● Selected passage:

Premier Partners, LLC Stewardship Code

Premier Partners, LLC (hereinafter referred to as “Premier Partners” or “the Company”) hereby announces the implementation of the Premier Partners Stewardship Code. This code contains policies on fiduciary responsibility based on the “Principles on the Responsibilities of Institutional Investors and Asset Managers” published by the Korea Corporate Governance Service, and it is effective as of April 27, 2018.

 

Premier Partners, as an asset manager entrusted with assets from domestic and international pension funds, fund of funds, etc. (hereinafter referred to as “Investors”), establishes and manages venture capital funds and private equity funds (collectively referred to as “funds”), and aims to fulfill the duties of a diligent manager and the responsibility as a trustee, ultimately contributing to the long-term interests of asset owners and the advancement of the domestic capital market.

1. Institutional investors, as a steward of assets entrusted by their clients, beneficiaries, etc., to take care of and manage, should formulate and publicly disclose a clear policy to faithfully implement their responsibilities. 

  • As a responsible manager, Premier Partners will do its utmost to ensure that the investors in the funds it manages achieve their best interests. Furthermore, the Company has developed the Premier Partners Stewardship Code and is publicizing related policies in accordance with relevant laws, fund regulations, and agreements. This commitment is aimed at faithfully fulfilling the trustee responsibilities granted to the Company.
  • As the trustee, the Company promises to prioritize the interests of Investors above all else in its activities and shall manage its fund accordingly, even in situations of potential conflicts of interest.
  • To minimize the possibility of conflicting interests, the Company has established internal regulations, including provisions for conflicts of interest prevention has implemented a corresponding system. The Company also fosters a sense of professional ethics among its employees through consistent education.
  • The Company conducts regular and comprehensive examinations of the financial and non-financial status of investee companies. Through continuous communication with management, it plays a crucial role in enhancing their long-term value.

Dataset entries
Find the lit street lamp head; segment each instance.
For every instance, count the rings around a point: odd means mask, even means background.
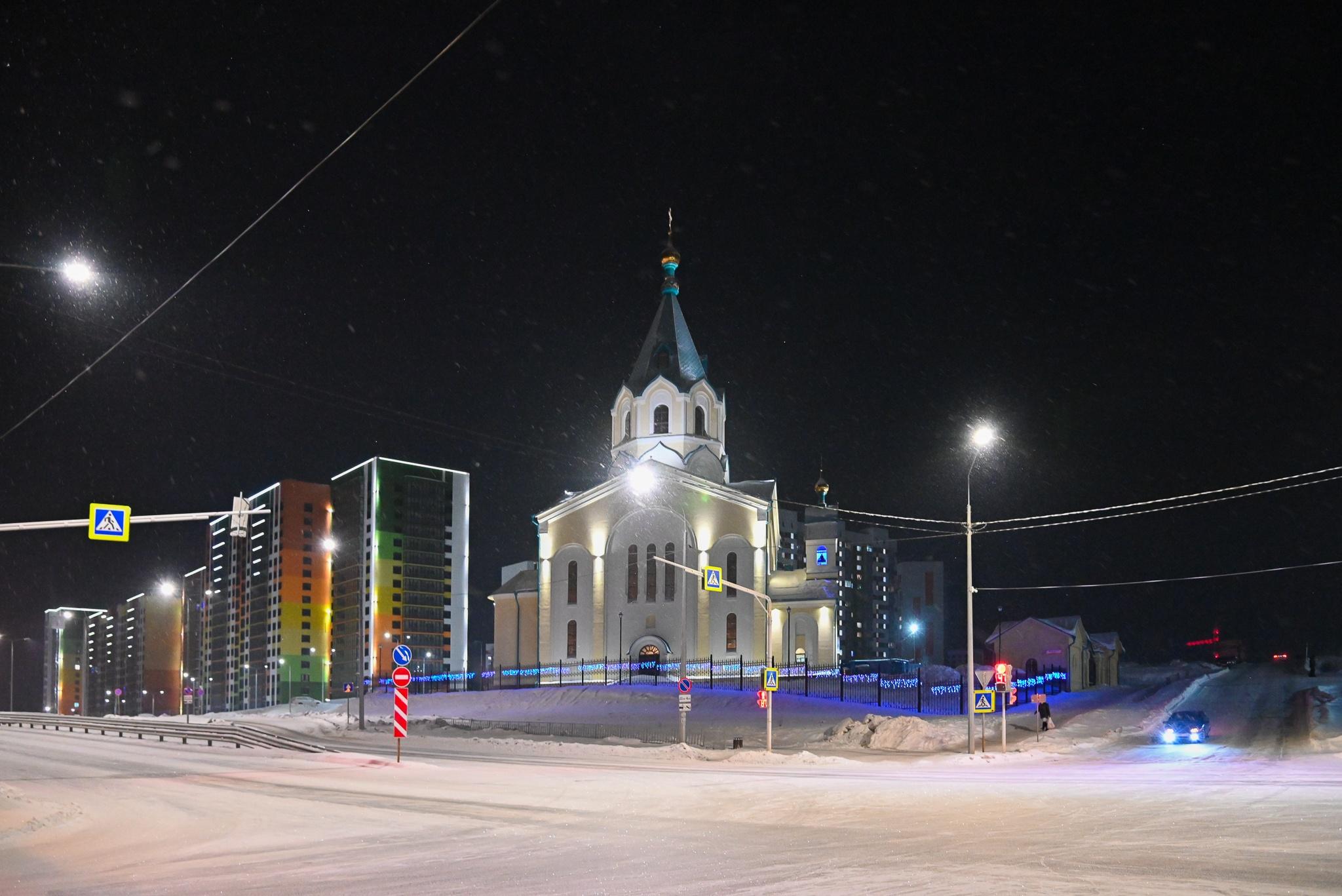
[[[71,258],[62,265],[60,273],[64,274],[66,279],[75,286],[87,286],[97,278],[97,274],[94,274],[89,262],[79,258]]]

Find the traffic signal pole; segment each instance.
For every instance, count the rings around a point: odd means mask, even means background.
[[[688,551],[688,548],[686,548]],[[658,563],[664,563],[668,567],[675,567],[676,570],[683,570],[690,575],[695,576],[701,582],[703,580],[703,571],[695,570],[694,567],[687,567],[683,563],[676,563],[675,560],[667,560],[666,557],[659,557],[654,555],[652,557]],[[754,588],[747,588],[743,584],[737,584],[735,582],[729,582],[726,578],[722,579],[722,587],[733,587],[737,591],[745,591],[756,599],[761,607],[764,607],[764,664],[769,665],[769,645],[770,645],[770,629],[769,625],[773,622],[773,599],[768,594],[761,594]],[[762,682],[761,682],[762,684]],[[683,716],[682,716],[683,719]],[[969,716],[970,732],[973,732],[973,713]],[[970,740],[973,746],[973,740]],[[773,692],[765,692],[765,729],[764,729],[764,748],[766,752],[773,751]]]

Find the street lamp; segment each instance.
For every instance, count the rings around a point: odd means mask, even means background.
[[[97,274],[93,271],[93,266],[82,258],[71,258],[67,261],[60,266],[60,273],[64,274],[66,279],[75,286],[86,286],[97,278]]]
[[[980,423],[969,434],[969,443],[974,449],[974,457],[969,462],[969,473],[965,474],[965,678],[961,688],[961,697],[965,700],[965,719],[968,731],[969,754],[974,752],[974,701],[970,700],[965,689],[973,690],[974,680],[974,516],[970,509],[970,484],[974,476],[974,465],[978,455],[988,450],[997,439],[997,430],[988,423]]]

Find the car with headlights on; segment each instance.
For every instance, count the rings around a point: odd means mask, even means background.
[[[1205,712],[1197,709],[1182,709],[1173,713],[1155,729],[1157,743],[1166,744],[1196,744],[1205,743],[1212,737],[1212,721]]]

● To do:
1: Reproduce the stewardship code word for word, everything from "Premier Partners, as" down to "implement their responsibilities.".
2: Decide whether each statement agrees with the stewardship code, answering yes or no and quoting the words that settle it: (a) The code took effect on April 27, 2018. (b) The principles it is based on were published by the Korea Exchange. (c) The Company examines investee companies only once, at the time of investment.
3: Pick up the stewardship code at its last line and carry it forward.

● Outputs by task:
1:
Premier Partners, as an asset manager entrusted with assets from domestic and international pension funds, fund of funds, etc. (hereinafter referred to as “Investors”), establishes and manages venture capital funds and private equity funds (collectively referred to as “funds”), and aims to fulfill the duties of a diligent manager and the responsibility as a trustee, ultimately contributing to the long-term interests of asset owners and the advancement of the domestic capital market.

1. Institutional investors, as a steward of assets entrusted by their clients, beneficiaries, etc., to take care of and manage, should formulate and publicly disclose a clear policy to faithfully implement their responsibilities.

2:
(a) Yes: "it is effective as of April 27, 2018."
(b) No: "published by the Korea Corporate Governance Service"
(c) No: "The Company conducts regular and comprehensive examinations of the financial and non-financial status of investee companies."

3:
  • The Company strives to establish a consensus with investee companies while exercising voting rights on important matters based on final opinions derived from rigorous internal deliberations. Additionally, Premier Partners actively engages in shareholder activities. The Company adheres to the principle of regularly reporting these activities and portfolio monitoring to its Investors.
  • The Company is committed to acquiring the necessary capabilities and expertise to effectively fulfill its trustee responsibilities.

2. Institutional investors should formulate and publicly disclose an effective and clear policy as to how to resolve actual or potential problems arising from conflicts of interest in the course of their stewardship activities.

  • As a limited liability company, Premier Partners does not have external shareholders or related parties. Therefore, the Company’s operating personnel hold its shares, with no external shareholders or other separate stakeholders. This ownership structure ensures that Premier Partners has a shared interest in the success of the funds it manages, fostering a healthy relationship between the Company and its Investors.
  • Furthermore, the Company has established internal control standards to prevent potential conflicts of interest that may arise during the fund’s operations. These standards are continuously monitored to identify and address any such possibilities. The Company also appoints a compliance officer responsible for overseeing the occurrence of conflicts of interest and ensuring compliance with internal control standards. This helps prevent and minimize potential conflicts of interest between the Company and its Investors, as well as among the funds managed by the Company.
  • In cases where the Company identifies potential conflicts of interest in the operation of the funds, it provides prior notification and engages in discussions with the Investors. This proactive approach ensures that the interests of the Investors are not compromised, and the Company remains committed to faithfully fulfilling the fiduciary duty entrusted to it by the Investors.

3. Institutional investors should regularly monitor investee companies in order to enhance investee companies’ mid- to long-term value and thereby protect and raise their investment value.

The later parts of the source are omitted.